## Your objective
Reproduce in full, word for word, the passage on head injuries in soccer given below.

## Document passage
┄┄┄┄┄┄
The evidence in soccer, as I pointed out to you earlier, is very much in its infancy. In getting ready for this committee, I was stressed to find primary preventative evidence within our field, but I think we have to go back 20 years to when we started to realize there were a lot of head injuries from soccer goalposts tipping over. I'm seeing some head nodding here. This was in the era of the unanchored goalposts. Now it's a simple fact that all soccer goalposts are generally anchored, and everyone is aware that there's a tip-over risk. Those weren't just concussions; those were some pretty significant brain injuries.
The other thing I was talking about is that it was our own Rudy Gittens of Canada Soccer's precursor to our current sport medicine committee, who did work with one of the biomechanics firms here in the city and recognized that if you overinflate a soccer ball, there is far more striking force to an individual doing a header. That information has been largely transmitted across the world to make sure that balls are not overinflated. There was a huge trend at one stage to get a livelier ball by overinflating it—and again, I'm seeing some heads nodding, because everyone liked those lively balls—but they hurt when they hit you, and there was more force involved and they were dangerous. So that has been adopted across the sport.
There are two studies that are really quite interesting that we need to talk about. One is a Norwegian study that looked at just taking rules that are currently in play and enforcing them in aerial contests a lot more rigorously. They were able to show a significant reduction in injuries. A German league put that into place and found that also. Those points came up in the last Berlin conference and it was suggested that more vigorous endorsement might produce effects. We're not quite to the point of saying yes, it does, but we're getting to the point where we need to start talking about things of this nature. We have not as yet adopted it.
┄┄┄┄┄┄
## Information given
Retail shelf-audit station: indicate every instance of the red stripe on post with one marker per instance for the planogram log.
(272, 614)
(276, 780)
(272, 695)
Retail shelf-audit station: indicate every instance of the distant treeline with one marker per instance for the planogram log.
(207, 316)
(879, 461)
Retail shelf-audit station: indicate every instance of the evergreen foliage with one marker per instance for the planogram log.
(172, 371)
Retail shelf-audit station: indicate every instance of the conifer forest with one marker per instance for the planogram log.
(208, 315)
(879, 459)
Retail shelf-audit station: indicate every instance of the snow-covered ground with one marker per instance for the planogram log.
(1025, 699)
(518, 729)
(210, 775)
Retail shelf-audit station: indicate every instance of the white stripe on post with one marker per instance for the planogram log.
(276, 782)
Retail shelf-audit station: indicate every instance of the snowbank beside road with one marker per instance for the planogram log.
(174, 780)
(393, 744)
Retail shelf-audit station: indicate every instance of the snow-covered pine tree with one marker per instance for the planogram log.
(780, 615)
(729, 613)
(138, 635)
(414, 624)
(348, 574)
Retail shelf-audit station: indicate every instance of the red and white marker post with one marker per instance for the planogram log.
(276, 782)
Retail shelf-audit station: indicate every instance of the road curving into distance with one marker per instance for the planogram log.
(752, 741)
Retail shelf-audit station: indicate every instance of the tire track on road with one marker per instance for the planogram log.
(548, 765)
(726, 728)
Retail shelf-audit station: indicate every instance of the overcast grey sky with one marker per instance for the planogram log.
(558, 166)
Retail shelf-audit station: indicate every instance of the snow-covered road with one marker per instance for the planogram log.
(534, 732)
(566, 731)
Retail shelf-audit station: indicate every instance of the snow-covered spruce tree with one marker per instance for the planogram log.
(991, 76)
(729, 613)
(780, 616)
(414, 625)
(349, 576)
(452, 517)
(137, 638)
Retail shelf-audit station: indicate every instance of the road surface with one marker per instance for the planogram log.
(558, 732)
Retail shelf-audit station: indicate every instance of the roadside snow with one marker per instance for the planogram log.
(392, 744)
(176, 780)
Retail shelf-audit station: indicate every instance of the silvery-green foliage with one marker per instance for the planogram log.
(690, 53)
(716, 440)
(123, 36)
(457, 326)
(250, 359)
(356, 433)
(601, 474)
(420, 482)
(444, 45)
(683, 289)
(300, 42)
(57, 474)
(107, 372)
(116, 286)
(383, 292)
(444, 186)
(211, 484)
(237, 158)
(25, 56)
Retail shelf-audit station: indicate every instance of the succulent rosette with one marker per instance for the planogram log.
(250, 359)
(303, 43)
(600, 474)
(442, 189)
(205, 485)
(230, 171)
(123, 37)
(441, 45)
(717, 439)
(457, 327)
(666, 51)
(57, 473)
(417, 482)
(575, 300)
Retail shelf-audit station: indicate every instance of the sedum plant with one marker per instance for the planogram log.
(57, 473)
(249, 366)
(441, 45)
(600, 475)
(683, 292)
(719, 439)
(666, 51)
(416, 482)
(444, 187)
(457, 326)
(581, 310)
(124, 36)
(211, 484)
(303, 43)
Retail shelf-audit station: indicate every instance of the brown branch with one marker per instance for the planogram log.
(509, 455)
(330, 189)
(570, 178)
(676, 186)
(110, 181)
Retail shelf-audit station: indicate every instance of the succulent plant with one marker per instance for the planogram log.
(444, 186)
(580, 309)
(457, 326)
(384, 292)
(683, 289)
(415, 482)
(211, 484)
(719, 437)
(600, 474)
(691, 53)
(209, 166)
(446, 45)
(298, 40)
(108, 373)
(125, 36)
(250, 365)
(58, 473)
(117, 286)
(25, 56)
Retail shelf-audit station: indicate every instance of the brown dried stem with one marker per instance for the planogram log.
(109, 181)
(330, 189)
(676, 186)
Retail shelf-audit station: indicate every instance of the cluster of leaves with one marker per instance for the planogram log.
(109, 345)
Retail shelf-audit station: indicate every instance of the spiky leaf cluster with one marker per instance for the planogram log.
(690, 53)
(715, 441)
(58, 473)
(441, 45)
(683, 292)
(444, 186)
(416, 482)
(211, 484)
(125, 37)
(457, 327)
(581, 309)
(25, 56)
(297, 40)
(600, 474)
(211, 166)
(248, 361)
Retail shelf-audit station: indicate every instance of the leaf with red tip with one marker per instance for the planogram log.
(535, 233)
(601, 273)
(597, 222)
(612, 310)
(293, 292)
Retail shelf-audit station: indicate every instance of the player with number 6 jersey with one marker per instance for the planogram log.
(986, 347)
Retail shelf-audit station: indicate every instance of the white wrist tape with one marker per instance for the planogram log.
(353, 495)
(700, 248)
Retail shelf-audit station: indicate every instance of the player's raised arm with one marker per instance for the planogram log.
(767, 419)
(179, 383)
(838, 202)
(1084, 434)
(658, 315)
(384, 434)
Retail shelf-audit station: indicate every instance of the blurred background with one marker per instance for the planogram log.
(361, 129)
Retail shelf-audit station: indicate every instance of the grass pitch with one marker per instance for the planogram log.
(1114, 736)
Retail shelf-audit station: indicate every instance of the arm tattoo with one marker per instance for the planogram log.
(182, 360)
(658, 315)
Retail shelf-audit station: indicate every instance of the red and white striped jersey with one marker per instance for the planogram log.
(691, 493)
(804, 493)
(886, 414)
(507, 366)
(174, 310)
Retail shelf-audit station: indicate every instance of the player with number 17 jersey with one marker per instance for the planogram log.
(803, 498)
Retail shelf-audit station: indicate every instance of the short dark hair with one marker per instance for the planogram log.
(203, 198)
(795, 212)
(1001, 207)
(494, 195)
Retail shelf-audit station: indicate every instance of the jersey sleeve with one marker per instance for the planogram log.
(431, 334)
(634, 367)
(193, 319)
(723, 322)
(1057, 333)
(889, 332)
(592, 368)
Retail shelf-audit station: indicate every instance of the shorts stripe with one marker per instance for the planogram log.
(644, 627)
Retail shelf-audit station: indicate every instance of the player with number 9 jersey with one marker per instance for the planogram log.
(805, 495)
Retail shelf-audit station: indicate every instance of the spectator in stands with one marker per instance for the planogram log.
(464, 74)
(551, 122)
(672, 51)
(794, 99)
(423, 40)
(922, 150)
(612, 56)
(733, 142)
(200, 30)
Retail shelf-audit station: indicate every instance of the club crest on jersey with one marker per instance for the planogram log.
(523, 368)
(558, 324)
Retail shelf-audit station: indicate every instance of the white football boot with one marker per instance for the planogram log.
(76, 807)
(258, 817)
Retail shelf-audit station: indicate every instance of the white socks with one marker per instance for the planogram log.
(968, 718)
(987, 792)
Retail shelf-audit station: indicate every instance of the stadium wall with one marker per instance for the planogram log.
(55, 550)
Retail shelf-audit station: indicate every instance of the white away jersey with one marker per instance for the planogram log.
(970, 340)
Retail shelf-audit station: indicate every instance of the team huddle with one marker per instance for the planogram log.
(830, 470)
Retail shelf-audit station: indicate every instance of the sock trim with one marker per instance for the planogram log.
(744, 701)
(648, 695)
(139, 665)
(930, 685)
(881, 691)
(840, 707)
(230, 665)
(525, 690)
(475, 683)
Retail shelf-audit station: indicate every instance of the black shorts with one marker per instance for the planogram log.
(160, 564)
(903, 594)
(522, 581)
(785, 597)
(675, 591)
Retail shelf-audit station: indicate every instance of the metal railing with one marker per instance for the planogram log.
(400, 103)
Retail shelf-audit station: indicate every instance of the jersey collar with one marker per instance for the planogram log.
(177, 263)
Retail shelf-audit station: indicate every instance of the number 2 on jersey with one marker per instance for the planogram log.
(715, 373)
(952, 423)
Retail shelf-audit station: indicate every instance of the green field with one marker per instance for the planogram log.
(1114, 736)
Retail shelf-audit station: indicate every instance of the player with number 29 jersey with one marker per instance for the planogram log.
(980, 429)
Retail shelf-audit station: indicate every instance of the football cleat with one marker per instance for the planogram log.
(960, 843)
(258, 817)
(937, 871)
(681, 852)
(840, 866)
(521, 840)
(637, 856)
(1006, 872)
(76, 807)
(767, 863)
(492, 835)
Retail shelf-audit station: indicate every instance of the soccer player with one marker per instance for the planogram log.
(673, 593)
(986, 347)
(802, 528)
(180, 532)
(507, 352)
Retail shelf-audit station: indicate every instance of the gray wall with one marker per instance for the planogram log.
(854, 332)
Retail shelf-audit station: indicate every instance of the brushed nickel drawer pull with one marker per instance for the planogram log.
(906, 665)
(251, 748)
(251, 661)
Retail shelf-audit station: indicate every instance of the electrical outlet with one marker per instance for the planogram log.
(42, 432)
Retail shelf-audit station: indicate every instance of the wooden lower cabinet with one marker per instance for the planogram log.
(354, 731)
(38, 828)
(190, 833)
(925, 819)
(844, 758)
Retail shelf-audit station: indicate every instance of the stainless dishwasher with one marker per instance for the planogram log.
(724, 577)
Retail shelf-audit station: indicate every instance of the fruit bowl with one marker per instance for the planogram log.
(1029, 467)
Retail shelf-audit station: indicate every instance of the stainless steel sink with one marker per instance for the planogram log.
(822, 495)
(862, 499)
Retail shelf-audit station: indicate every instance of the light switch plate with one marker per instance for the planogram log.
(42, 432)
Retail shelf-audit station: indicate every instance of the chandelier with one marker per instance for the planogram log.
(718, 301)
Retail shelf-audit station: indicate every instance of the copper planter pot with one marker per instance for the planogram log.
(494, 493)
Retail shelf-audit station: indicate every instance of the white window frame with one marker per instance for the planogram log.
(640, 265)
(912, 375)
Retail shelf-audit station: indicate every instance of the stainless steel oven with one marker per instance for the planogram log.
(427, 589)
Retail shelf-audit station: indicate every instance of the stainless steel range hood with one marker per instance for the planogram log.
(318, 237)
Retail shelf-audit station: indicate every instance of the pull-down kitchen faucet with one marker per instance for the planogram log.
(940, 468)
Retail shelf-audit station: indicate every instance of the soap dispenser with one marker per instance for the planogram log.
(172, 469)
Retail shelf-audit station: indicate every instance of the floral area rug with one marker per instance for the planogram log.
┄┄┄┄┄┄
## Response
The evidence in soccer, as I pointed out to you earlier, is very much in its infancy. In getting ready for this committee, I was stressed to find primary preventative evidence within our field, but I think we have to go back 20 years to when we started to realize there were a lot of head injuries from soccer goalposts tipping over. I'm seeing some head nodding here. This was in the era of the unanchored goalposts. Now it's a simple fact that all soccer goalposts are generally anchored, and everyone is aware that there's a tip-over risk. Those weren't just concussions; those were some pretty significant brain injuries.
The other thing I was talking about is that it was our own Rudy Gittens of Canada Soccer's precursor to our current sport medicine committee, who did work with one of the biomechanics firms here in the city and recognized that if you overinflate a soccer ball, there is far more striking force to an individual doing a header. That information has been largely transmitted across the world to make sure that balls are not overinflated. There was a huge trend at one stage to get a livelier ball by overinflating it—and again, I'm seeing some heads nodding, because everyone liked those lively balls—but they hurt when they hit you, and there was more force involved and they were dangerous. So that has been adopted across the sport.
There are two studies that are really quite interesting that we need to talk about. One is a Norwegian study that looked at just taking rules that are currently in play and enforcing them in aerial contests a lot more rigorously. They were able to show a significant reduction in injuries. A German league put that into place and found that also. Those points came up in the last Berlin conference and it was suggested that more vigorous endorsement might produce effects. We're not quite to the point of saying yes, it does, but we're getting to the point where we need to start talking about things of this nature. We have not as yet adopted it.